» Your instructions
Until you reach the line containing "Mark a point on each instance of the illuminated", reproduce each line of the listing exactly, please, and include that line as well.

» Supplied records
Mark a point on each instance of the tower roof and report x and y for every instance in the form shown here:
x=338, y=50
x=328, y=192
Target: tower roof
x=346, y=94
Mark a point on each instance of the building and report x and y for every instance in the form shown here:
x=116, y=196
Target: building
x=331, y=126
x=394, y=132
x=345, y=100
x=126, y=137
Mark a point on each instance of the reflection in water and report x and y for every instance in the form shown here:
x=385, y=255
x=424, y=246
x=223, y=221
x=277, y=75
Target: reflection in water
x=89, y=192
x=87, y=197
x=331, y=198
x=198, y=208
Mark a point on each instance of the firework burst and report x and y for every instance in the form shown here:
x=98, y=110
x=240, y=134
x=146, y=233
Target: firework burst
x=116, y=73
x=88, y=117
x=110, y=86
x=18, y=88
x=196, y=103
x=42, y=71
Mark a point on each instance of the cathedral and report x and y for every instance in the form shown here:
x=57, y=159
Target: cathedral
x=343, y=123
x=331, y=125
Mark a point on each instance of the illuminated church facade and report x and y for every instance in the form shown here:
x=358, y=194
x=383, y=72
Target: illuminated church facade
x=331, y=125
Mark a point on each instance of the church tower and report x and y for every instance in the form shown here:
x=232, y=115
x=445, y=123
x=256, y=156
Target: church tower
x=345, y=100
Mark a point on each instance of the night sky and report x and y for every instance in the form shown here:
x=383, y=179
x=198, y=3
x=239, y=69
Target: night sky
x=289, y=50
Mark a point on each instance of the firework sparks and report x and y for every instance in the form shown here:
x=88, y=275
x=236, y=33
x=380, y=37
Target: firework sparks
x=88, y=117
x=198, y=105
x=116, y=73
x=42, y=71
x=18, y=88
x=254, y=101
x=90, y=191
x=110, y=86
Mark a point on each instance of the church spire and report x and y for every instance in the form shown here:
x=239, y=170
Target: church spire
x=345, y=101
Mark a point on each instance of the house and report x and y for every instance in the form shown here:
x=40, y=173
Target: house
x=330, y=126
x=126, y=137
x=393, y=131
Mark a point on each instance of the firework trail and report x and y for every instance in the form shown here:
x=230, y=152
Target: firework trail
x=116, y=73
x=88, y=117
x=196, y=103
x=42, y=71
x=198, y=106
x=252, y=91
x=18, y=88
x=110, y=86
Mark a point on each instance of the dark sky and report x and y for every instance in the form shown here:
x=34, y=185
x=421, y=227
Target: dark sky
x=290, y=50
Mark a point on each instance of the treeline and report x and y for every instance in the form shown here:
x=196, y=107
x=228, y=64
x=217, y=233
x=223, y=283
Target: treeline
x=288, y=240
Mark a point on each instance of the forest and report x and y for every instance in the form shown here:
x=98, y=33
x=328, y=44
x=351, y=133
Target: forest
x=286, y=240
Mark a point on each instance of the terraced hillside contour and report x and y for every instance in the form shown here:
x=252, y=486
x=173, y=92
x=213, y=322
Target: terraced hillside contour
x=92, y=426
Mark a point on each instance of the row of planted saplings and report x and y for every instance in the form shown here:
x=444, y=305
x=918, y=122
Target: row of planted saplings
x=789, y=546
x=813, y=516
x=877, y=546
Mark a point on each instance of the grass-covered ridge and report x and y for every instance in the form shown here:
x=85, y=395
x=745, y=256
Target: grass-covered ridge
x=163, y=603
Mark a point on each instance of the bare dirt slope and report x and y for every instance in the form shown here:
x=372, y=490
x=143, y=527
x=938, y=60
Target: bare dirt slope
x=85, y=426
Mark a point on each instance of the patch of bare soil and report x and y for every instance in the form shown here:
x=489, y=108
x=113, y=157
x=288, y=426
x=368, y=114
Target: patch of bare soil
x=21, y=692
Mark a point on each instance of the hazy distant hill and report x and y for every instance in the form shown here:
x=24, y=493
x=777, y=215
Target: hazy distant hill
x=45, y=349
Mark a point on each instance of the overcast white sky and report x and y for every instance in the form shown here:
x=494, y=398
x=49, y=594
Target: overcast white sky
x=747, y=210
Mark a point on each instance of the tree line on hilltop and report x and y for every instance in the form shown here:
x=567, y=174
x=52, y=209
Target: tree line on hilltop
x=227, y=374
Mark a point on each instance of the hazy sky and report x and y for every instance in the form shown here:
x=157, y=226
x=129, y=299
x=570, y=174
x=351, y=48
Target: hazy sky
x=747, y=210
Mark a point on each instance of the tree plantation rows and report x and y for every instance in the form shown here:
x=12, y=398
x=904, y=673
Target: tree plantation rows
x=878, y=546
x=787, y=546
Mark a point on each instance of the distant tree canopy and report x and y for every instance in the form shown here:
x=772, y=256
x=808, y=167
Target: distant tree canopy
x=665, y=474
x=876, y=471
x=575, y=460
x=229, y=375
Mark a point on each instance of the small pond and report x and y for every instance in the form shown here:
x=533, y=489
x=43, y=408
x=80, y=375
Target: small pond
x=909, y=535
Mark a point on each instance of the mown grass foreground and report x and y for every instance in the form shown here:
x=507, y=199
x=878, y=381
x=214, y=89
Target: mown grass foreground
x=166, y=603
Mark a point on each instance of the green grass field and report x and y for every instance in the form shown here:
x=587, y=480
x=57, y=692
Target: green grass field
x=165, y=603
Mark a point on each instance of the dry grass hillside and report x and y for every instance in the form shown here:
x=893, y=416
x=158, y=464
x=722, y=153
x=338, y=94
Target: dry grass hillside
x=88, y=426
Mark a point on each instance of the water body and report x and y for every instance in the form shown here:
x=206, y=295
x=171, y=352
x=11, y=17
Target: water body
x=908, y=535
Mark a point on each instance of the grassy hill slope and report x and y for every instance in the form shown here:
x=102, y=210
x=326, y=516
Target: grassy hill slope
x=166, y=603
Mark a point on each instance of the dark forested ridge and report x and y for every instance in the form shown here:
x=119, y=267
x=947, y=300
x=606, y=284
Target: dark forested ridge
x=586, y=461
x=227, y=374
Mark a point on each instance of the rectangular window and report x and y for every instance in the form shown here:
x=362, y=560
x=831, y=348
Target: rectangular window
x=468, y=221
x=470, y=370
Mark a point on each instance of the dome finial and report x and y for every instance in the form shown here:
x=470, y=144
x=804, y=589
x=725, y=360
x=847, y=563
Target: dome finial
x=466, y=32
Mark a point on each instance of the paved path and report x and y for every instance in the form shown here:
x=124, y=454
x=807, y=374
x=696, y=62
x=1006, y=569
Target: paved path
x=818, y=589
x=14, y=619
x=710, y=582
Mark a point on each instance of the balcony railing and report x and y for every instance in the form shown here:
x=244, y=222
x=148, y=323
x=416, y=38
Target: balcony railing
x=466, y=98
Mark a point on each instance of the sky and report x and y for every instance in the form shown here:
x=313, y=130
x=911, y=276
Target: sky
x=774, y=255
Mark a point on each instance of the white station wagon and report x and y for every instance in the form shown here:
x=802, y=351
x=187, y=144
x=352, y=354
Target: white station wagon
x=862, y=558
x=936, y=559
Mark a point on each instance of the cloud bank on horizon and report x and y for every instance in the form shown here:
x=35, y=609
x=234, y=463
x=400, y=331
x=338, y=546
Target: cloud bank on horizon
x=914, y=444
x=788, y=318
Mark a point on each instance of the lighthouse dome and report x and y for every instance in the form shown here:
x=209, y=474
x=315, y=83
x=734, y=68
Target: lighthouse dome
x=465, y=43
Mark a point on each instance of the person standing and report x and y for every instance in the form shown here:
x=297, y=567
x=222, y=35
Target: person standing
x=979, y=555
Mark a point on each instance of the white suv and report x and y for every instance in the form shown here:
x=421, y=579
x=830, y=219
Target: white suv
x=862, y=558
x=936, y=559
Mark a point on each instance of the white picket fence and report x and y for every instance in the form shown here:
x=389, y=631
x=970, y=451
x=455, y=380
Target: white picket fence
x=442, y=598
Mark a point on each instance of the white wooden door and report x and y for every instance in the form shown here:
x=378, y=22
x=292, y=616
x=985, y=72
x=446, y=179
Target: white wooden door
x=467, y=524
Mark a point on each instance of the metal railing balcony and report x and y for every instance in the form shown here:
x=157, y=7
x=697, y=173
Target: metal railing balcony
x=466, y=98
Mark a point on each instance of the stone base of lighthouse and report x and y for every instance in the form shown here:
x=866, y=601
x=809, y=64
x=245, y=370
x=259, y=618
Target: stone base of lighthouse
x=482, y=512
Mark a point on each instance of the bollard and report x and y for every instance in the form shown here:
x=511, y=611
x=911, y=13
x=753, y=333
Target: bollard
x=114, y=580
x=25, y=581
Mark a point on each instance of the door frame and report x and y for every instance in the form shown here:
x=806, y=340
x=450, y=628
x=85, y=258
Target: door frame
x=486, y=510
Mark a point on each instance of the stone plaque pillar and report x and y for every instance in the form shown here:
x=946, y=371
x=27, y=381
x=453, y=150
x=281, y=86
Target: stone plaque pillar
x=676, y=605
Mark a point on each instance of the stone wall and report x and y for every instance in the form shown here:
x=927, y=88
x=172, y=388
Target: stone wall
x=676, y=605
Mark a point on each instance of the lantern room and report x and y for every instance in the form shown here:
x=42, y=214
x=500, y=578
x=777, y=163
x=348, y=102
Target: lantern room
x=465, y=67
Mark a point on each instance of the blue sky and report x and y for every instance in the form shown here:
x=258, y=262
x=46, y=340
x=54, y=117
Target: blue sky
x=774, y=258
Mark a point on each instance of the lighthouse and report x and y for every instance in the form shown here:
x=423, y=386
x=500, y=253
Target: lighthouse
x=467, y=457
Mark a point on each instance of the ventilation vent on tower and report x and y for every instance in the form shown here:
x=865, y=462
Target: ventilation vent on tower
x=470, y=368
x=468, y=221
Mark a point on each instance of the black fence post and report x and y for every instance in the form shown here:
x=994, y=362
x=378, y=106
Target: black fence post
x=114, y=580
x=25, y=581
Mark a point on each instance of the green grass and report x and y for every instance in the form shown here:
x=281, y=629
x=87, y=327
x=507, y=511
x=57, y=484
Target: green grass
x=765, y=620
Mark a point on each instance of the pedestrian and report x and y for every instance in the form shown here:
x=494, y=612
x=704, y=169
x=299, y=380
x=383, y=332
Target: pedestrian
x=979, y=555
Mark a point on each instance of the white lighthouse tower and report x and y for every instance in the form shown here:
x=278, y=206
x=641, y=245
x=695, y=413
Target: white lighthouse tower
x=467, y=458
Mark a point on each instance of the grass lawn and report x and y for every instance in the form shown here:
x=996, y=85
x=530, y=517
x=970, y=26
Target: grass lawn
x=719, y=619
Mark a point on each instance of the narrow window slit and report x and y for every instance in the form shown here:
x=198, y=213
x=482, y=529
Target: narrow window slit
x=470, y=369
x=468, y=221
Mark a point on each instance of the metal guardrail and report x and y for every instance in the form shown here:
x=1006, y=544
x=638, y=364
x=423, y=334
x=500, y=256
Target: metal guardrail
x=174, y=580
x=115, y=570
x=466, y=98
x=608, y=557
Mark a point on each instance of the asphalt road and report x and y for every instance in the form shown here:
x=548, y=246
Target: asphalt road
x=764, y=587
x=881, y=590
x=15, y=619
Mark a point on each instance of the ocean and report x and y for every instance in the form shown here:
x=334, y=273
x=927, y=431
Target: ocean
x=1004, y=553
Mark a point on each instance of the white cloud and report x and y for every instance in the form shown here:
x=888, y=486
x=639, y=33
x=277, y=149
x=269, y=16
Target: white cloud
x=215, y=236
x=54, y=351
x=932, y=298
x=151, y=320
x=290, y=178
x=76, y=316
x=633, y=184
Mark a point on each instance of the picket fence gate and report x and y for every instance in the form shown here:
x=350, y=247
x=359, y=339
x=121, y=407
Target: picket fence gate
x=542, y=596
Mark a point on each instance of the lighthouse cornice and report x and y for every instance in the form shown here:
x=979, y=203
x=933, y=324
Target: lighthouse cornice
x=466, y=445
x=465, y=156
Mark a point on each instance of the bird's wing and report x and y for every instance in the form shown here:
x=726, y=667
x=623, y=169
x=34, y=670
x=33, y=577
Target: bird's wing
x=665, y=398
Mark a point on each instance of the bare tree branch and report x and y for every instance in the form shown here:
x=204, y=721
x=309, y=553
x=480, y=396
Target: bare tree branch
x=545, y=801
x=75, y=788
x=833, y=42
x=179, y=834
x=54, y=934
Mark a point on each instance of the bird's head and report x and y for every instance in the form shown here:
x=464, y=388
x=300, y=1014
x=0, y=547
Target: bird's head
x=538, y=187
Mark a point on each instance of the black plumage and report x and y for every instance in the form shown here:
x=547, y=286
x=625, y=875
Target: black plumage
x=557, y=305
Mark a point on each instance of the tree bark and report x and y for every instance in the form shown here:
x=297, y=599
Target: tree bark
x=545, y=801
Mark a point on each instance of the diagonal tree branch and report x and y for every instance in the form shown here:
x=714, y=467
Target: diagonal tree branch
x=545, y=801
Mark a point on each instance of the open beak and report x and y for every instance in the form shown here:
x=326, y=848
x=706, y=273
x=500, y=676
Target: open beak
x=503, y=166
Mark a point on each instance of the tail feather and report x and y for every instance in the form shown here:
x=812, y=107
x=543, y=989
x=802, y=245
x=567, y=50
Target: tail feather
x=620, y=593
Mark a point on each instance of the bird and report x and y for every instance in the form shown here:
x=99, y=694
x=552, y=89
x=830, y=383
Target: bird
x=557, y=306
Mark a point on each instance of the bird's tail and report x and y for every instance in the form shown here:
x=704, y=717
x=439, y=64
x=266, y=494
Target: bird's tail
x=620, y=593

» Answer section
Mark a point on each instance of the tower roof and report x and y for every instance in the form shown here:
x=338, y=50
x=328, y=192
Target: tower roof
x=346, y=94
Mark a point on each instance of the building and report x and y for every instance in the form shown here:
x=116, y=196
Target: building
x=331, y=126
x=394, y=132
x=345, y=100
x=126, y=137
Mark a point on each instance of the reflection in water and report x and y for every instance in the form shown here:
x=385, y=255
x=424, y=246
x=223, y=221
x=277, y=75
Target: reflection in water
x=89, y=192
x=87, y=197
x=331, y=198
x=198, y=208
Mark a point on each instance of the firework burst and report x and y for every instance in the form shown here:
x=98, y=110
x=240, y=134
x=146, y=233
Target: firework burst
x=116, y=73
x=88, y=117
x=110, y=86
x=18, y=88
x=196, y=103
x=42, y=71
Mark a point on each instance of the cathedral and report x and y for every instance in the form shown here:
x=57, y=159
Target: cathedral
x=343, y=123
x=331, y=125
Mark a point on each instance of the illuminated church facade and report x and y for every instance in the form shown here:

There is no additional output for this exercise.